Top of Information shown

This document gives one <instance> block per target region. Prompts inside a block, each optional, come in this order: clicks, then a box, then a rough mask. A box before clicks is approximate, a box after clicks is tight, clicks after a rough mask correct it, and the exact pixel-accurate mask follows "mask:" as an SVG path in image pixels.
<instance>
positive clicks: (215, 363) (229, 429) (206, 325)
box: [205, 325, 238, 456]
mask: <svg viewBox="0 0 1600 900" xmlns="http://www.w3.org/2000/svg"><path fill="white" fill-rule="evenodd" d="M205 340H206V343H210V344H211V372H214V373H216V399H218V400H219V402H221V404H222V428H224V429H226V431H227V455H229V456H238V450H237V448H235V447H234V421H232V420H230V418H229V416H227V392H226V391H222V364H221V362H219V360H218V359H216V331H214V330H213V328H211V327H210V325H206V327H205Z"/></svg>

Bottom of Information shown

◆ What this task involves: Format every line of the items above as a Markdown table with the columns Row and Line, numbering each line in the Row column and omitting blank lines.

◆ Output below:
| Row | Line |
|---|---|
| 1 | This document gives one <instance> block per target region. Prompts inside a block, each optional, come in this order: clicks, then a box, then a rough mask. A box before clicks is approximate, a box after clicks is tight, clicks after a rough mask correct it, and the exact pixel-accurate mask follows "mask:" as an SVG path in image pixels. |
| 2 | <instance> |
| 3 | positive clicks: (215, 363) (229, 429) (206, 325) |
| 4 | box: [205, 325, 238, 456] |
| 5 | mask: <svg viewBox="0 0 1600 900" xmlns="http://www.w3.org/2000/svg"><path fill="white" fill-rule="evenodd" d="M205 340H206V343H210V344H211V372H214V373H216V399H218V400H219V402H221V404H222V428H224V429H226V431H227V455H229V456H238V450H237V448H235V447H234V421H232V420H230V418H229V416H227V392H226V391H222V364H221V362H219V360H218V359H216V331H214V330H213V328H211V327H210V325H206V327H205Z"/></svg> |